What you should do: Up to and including the line with "In this exercise you will label every instance of the green", restate the records below word for word, beginning with their first line.

Study material:
__________________________________________________

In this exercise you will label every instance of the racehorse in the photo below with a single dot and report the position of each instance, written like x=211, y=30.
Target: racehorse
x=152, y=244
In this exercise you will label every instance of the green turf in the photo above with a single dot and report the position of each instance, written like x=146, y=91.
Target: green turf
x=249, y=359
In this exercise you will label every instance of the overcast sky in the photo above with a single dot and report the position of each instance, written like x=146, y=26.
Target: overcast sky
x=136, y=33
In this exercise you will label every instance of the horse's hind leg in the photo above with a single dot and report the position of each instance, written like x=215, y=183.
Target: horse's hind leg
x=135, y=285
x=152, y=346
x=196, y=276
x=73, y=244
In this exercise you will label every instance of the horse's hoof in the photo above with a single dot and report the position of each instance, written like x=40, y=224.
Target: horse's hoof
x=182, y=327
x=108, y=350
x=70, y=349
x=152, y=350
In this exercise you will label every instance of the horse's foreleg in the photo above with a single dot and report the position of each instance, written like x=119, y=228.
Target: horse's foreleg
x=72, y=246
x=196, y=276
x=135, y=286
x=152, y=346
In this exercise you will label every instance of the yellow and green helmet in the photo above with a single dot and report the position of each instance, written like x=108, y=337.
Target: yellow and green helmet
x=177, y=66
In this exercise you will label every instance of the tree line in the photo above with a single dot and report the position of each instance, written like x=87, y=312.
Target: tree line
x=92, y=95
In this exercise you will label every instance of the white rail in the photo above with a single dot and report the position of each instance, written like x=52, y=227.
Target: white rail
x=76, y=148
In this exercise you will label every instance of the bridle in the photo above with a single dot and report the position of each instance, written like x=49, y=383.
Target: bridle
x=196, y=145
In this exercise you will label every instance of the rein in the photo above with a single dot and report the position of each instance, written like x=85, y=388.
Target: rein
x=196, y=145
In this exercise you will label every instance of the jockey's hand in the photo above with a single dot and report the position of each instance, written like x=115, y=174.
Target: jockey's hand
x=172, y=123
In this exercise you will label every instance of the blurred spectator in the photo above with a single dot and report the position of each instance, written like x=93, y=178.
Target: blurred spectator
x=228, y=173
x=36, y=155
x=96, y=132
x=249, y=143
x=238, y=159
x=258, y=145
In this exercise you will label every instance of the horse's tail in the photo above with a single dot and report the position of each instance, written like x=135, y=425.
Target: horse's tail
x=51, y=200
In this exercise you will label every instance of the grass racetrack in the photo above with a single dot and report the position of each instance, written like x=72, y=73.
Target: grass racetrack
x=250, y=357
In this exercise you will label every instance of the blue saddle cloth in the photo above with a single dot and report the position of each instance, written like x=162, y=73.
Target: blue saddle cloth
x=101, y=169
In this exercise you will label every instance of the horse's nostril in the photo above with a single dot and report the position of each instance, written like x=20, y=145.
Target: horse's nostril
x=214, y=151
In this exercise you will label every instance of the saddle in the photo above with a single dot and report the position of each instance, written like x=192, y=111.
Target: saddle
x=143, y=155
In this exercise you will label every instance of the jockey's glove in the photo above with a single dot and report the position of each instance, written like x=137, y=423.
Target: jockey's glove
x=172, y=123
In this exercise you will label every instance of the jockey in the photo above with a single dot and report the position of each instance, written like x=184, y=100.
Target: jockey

__________________________________________________

Answer:
In this exercise you will label every instance of the racehorse in the photo below with a single dot and report the position of each instance, written like x=211, y=30.
Target: racehorse
x=152, y=244
In this exercise you will label every instance of the green turf in the photo above with a single dot and report the position of each instance, written like x=146, y=91.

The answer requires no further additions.